Set exercise:
Copy out the part of the Firecrawl installation guide running from "# Assuming RAGFlow" to "pip (if available)", word for word.
----- Excerpt provided -----
Co-authored-by: AB <aj@Ajays-MacBook-Air.local>
2025-09-19 09:58:17 +08:00

5.1 KiB

Installation Guide for Firecrawl RAGFlow Integration

This guide will help you install and configure the Firecrawl integration plugin for RAGFlow.

Prerequisites

  • RAGFlow instance running (version 0.20.5 or later)
  • Python 3.8 or higher
  • Firecrawl API key (get one at firecrawl.dev)

Installation Methods

Method 1: Manual Installation

  1. Download the plugin:

    git clone https://github.com/firecrawl/firecrawl.git
    cd firecrawl/ragflow-firecrawl-integration
    
  2. Install dependencies:

    pip install -r plugin/firecrawl/requirements.txt
    
  3. Copy plugin to RAGFlow:

    # Assuming RAGFlow is installed in /opt/ragflow
    cp -r plugin/firecrawl /opt/ragflow/plugin/
    
  4. Restart RAGFlow:

    # Restart RAGFlow services
    docker compose -f /opt/ragflow/docker/docker-compose.yml restart
    

Method 2: Using pip (if available)

pip install ragflow-firecrawl-integration

Method 3: Development Installation

  1. Clone the repository:

    git clone https://github.com/firecrawl/firecrawl.git
    cd firecrawl/ragflow-firecrawl-integration
    
  2. Install in development mode:

    pip install -e .
----- Material shown -----
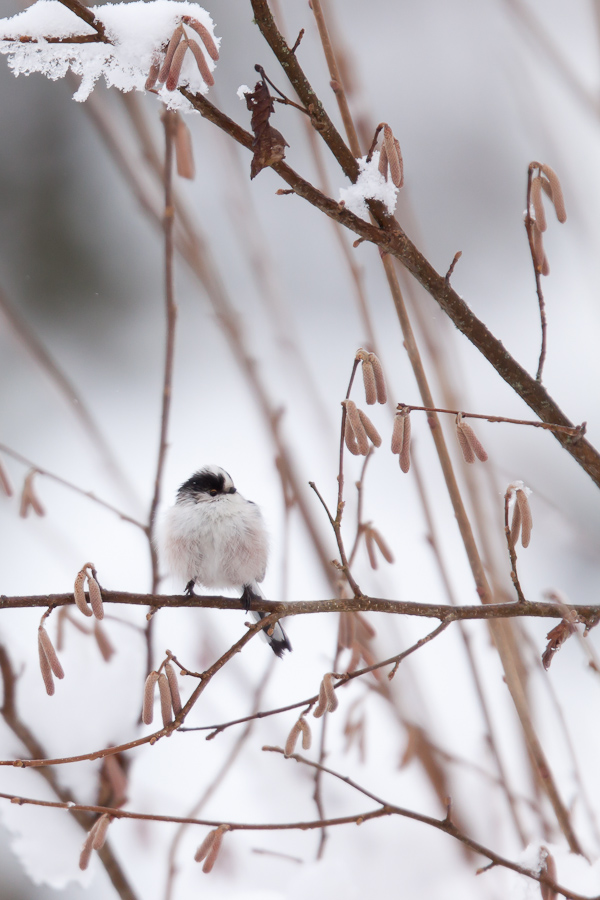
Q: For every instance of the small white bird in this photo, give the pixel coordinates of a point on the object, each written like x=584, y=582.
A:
x=215, y=537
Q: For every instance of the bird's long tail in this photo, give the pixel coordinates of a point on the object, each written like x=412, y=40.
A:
x=279, y=640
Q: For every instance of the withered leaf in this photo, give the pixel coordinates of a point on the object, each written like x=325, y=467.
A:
x=556, y=638
x=269, y=144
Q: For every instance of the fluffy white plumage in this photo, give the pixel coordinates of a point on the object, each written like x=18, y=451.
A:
x=216, y=538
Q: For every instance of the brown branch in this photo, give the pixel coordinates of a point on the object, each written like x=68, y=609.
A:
x=446, y=825
x=512, y=553
x=40, y=761
x=385, y=809
x=565, y=429
x=87, y=16
x=289, y=62
x=537, y=268
x=72, y=487
x=169, y=119
x=74, y=39
x=589, y=614
x=395, y=242
x=21, y=730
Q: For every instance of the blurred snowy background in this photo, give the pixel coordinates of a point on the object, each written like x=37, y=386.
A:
x=474, y=92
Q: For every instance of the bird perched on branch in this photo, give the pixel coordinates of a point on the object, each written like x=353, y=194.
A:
x=216, y=538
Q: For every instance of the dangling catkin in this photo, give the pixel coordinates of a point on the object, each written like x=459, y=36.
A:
x=205, y=36
x=379, y=378
x=369, y=382
x=557, y=194
x=148, y=704
x=174, y=688
x=173, y=44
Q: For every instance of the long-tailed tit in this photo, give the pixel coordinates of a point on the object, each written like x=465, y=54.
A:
x=215, y=537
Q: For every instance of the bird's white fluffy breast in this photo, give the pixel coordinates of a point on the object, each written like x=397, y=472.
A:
x=220, y=542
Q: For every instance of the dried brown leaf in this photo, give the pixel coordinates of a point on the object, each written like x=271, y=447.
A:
x=556, y=638
x=394, y=156
x=268, y=145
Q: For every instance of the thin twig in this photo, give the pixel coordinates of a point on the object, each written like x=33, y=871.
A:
x=72, y=487
x=395, y=242
x=537, y=268
x=565, y=429
x=12, y=719
x=512, y=553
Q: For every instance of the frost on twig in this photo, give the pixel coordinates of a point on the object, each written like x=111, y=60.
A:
x=370, y=185
x=521, y=523
x=137, y=36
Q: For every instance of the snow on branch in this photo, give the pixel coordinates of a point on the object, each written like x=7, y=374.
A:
x=51, y=39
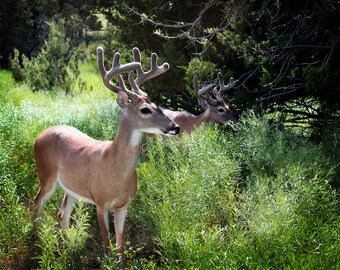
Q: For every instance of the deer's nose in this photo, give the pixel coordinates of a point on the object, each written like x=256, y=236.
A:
x=176, y=129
-----
Exercise answer:
# Assuming RAGFlow is installed in /opt/ragflow
    cp -r plugin/firecrawl /opt/ragflow/plugin/
    
  4. Restart RAGFlow:

    # Restart RAGFlow services
    docker compose -f /opt/ragflow/docker/docker-compose.yml restart
    

Method 2: Using pip (if available)